# PyTerrier demonstration for msmarco_document

This notebook demonstrates retrieval using PyTerrier on the MSMARCO Document Ranking corpus.

About the corpus: A document ranking corpus containing 3.2 million documents. Also used by the TREC Deep Learning track.

In [1]:

#!pip install -q python-terrier
import pyterrier as pt
if not pt.started():
    pt.init()

from pyterrier.measures import *
dataset = pt.get_dataset('msmarco_document')
        

PyTerrier 0.7.0 has loaded Terrier 5.6 (built by craigmacdonald on 2021-09-17 13:27)


## Systems using index variant terrier_stemmed
Terrier's default Porter stemming, and stopwords removed.

In [2]:
bm25_terrier_stemmed = pt.BatchRetrieve.from_dataset('msmarco_document', 'terrier_stemmed', wmodel='BM25', num_results=100)

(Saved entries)
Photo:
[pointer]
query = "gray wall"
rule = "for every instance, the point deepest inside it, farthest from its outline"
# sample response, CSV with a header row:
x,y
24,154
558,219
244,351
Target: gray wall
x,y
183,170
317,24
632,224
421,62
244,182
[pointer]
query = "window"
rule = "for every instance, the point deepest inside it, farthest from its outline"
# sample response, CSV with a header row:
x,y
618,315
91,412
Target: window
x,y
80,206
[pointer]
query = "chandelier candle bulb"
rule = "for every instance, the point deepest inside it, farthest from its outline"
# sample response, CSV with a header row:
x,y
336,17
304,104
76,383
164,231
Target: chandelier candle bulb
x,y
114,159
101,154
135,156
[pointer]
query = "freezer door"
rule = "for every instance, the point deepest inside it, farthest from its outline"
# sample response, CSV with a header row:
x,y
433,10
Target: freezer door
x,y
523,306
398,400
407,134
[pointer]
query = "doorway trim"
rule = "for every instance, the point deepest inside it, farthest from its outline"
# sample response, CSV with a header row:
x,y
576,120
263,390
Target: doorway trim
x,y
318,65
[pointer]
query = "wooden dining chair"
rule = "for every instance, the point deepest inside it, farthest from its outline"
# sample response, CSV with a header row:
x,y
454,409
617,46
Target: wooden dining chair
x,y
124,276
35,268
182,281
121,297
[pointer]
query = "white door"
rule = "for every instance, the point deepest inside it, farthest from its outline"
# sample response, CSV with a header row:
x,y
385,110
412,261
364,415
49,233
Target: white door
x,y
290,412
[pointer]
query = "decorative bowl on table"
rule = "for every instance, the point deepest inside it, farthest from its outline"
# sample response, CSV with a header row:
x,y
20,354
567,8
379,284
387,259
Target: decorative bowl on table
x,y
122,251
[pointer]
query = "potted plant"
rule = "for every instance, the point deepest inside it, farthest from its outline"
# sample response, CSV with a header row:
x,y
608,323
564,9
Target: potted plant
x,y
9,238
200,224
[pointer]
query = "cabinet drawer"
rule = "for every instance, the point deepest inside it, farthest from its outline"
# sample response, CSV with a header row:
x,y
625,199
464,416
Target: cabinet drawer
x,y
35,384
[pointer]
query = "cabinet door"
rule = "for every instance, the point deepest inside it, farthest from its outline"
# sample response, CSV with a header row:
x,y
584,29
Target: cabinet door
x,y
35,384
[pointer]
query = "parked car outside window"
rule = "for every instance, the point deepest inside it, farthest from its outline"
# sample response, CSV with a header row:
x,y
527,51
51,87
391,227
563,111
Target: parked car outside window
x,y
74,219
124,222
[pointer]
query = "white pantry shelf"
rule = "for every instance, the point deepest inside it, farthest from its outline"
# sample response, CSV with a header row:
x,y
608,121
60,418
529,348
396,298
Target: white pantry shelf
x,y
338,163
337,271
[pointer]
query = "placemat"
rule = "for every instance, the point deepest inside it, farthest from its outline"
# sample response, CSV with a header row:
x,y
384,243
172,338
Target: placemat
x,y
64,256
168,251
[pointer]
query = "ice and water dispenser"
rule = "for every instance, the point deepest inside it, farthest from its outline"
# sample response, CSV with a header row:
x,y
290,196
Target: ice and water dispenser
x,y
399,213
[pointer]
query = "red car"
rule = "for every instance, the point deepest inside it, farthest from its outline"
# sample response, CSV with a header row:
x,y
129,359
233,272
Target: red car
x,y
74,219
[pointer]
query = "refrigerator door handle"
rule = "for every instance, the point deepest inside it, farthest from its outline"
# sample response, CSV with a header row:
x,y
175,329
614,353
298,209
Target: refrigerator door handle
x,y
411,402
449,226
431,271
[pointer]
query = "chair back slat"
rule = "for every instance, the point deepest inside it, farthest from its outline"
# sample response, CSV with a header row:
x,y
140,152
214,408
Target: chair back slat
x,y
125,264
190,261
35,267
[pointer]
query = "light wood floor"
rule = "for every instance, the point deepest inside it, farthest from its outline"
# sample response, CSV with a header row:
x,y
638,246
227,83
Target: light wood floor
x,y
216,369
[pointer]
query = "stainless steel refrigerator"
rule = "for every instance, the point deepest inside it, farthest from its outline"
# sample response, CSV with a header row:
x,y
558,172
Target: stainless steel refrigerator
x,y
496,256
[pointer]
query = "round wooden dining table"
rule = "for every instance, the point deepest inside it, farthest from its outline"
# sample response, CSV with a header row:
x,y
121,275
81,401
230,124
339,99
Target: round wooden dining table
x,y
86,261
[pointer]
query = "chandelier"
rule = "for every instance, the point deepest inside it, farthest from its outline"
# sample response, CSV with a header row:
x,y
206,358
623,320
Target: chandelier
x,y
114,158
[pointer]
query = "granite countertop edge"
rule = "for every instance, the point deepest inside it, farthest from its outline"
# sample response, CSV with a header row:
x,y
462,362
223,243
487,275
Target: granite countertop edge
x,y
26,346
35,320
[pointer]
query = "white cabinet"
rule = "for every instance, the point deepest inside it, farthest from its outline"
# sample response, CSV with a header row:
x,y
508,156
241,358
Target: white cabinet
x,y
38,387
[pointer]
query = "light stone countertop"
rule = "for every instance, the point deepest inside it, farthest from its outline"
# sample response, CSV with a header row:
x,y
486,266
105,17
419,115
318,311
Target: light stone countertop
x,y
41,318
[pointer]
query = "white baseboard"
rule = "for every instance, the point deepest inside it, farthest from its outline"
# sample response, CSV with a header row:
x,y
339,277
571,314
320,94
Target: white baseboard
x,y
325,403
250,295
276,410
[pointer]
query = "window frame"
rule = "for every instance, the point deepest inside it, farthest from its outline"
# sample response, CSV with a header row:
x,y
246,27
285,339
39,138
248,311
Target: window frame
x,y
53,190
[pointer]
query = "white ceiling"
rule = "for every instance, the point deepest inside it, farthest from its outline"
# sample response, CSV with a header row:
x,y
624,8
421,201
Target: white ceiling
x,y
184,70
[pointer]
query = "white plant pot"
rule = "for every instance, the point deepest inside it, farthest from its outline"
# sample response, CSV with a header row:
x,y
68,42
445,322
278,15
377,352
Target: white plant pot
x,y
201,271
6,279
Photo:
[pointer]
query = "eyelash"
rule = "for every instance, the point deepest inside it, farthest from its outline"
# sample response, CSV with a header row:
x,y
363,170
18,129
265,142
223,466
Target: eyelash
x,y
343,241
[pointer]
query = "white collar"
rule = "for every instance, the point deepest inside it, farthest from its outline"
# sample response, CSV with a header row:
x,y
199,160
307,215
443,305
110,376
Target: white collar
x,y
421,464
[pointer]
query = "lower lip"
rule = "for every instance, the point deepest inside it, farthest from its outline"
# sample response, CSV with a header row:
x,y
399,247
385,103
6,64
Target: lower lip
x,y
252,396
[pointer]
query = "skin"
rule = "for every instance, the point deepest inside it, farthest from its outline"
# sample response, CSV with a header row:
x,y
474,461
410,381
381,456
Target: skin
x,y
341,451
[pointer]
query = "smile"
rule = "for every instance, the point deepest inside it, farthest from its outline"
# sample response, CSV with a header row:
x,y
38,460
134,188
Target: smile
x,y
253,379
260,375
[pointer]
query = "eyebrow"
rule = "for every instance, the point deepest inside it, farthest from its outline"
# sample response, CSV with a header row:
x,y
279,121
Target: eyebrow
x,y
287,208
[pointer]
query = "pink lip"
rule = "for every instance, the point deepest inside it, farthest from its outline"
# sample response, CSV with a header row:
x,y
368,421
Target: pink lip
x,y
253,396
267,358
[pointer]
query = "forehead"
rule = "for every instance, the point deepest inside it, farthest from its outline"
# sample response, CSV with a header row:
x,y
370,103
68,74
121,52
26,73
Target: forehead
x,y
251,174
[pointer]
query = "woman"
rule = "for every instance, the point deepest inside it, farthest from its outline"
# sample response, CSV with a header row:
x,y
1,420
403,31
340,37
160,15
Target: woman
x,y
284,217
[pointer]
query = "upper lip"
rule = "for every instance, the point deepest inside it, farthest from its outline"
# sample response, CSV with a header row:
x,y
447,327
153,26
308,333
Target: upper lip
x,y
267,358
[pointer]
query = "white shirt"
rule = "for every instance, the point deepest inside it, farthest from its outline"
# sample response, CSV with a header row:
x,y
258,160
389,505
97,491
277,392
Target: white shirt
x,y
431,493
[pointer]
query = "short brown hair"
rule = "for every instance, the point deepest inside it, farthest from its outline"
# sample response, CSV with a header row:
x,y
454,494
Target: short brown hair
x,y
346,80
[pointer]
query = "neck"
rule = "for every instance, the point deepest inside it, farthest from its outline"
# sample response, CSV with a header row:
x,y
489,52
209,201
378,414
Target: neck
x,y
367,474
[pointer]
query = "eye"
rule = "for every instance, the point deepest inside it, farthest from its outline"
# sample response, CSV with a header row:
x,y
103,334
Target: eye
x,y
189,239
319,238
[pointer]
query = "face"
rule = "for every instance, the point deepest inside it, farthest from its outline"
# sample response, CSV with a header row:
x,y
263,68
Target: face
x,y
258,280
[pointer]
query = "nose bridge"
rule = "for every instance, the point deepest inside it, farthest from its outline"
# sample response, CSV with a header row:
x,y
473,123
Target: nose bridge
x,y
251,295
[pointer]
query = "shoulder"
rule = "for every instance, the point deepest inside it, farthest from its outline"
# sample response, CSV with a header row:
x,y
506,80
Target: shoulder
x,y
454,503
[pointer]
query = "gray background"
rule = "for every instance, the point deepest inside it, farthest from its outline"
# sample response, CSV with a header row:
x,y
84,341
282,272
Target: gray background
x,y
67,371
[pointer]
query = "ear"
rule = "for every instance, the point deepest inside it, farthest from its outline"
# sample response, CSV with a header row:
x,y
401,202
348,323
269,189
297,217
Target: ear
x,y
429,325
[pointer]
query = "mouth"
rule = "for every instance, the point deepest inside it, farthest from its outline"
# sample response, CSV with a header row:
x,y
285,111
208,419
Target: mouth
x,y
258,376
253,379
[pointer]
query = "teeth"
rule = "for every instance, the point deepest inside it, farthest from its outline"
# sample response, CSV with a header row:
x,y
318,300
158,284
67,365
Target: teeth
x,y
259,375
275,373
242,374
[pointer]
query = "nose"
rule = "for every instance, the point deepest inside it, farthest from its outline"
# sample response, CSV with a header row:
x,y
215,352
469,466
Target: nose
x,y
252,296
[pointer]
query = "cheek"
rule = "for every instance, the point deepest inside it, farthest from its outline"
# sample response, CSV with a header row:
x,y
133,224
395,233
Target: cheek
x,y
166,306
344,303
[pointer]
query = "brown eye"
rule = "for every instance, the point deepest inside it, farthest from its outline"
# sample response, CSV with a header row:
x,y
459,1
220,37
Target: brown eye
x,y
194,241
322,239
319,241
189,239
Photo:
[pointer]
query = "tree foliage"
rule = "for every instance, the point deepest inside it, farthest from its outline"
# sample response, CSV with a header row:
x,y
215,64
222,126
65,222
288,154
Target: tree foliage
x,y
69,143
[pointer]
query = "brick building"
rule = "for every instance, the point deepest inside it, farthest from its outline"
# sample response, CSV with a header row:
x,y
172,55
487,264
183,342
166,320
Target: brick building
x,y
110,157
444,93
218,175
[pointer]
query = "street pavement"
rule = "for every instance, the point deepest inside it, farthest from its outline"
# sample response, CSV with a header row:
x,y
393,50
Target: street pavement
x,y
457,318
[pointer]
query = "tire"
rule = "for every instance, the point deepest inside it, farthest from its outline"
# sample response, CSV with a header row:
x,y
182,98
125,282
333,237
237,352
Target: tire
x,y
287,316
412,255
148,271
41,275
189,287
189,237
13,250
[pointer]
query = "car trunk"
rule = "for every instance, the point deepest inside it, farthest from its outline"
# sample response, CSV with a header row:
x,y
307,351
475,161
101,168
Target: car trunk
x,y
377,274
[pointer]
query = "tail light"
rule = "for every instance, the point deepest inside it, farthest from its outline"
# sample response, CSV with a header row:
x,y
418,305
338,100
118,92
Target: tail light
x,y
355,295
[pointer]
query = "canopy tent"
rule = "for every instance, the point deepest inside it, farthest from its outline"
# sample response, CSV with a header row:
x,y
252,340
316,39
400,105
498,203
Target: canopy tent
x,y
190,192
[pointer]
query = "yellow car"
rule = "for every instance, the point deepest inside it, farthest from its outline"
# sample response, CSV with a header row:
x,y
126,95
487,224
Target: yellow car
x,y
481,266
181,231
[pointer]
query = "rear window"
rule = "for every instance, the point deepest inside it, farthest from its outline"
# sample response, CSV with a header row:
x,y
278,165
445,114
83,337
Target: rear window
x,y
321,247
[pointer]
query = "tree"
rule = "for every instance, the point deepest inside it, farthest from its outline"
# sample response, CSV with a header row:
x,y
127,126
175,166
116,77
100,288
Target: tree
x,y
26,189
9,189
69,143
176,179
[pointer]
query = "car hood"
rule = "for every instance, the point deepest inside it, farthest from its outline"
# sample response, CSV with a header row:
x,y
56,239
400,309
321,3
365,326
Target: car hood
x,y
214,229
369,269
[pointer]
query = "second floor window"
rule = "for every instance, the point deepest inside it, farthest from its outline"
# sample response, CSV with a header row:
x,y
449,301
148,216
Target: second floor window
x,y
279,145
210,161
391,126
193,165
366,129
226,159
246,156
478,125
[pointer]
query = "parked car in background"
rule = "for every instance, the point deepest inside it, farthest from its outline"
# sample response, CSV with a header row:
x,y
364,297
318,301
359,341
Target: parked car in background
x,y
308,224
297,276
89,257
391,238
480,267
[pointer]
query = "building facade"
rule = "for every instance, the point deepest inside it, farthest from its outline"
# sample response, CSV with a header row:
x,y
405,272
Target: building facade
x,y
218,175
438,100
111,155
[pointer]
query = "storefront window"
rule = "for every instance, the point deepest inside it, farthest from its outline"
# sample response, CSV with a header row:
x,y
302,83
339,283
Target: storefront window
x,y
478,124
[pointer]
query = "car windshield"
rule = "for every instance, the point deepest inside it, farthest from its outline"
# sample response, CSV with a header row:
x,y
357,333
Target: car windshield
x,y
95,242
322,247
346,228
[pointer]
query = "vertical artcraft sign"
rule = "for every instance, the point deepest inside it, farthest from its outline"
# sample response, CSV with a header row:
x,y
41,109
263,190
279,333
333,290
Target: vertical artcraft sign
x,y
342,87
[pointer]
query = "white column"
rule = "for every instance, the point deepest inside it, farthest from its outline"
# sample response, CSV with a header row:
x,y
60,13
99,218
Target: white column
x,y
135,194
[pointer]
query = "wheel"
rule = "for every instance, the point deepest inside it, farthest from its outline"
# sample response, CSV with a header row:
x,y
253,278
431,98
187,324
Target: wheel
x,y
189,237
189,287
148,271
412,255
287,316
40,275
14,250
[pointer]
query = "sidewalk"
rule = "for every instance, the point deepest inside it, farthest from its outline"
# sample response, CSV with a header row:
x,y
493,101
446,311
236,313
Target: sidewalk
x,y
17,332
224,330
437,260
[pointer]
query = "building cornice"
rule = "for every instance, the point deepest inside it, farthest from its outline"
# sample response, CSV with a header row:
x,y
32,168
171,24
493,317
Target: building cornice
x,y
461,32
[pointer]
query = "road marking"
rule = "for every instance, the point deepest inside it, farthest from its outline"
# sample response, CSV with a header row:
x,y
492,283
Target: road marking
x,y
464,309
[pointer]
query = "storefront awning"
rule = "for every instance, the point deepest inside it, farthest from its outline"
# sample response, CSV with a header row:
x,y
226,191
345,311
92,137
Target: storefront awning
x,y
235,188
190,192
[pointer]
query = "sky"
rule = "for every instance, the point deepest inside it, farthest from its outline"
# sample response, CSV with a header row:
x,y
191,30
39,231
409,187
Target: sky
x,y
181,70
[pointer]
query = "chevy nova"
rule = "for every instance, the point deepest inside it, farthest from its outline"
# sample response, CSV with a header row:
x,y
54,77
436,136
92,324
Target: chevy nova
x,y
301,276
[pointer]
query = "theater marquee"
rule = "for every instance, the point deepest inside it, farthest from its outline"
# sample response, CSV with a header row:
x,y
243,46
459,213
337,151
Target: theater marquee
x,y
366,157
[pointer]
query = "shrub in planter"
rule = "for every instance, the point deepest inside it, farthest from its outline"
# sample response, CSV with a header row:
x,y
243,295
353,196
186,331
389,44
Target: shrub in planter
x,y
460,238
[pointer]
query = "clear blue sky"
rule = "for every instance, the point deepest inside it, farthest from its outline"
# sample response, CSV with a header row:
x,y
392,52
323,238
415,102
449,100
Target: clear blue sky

### [Actions to take]
1. According to the PyTerrier notebook, how many documents does the MSMARCO Document Ranking corpus contain?
2. Reproduce the PyTerrier notebook word for word, starting with "from pyterrier.measures import" and going on through "on 2021-09-17 13:27)".
The material has no connection to the PyTerrier notebook.

### [Per-task answers]
1. 3.2 million documents.

2.
from pyterrier.measures import *
dataset = pt.get_dataset('msmarco_document')
        

PyTerrier 0.7.0 has loaded Terrier 5.6 (built by craigmacdonald on 2021-09-17 13:27)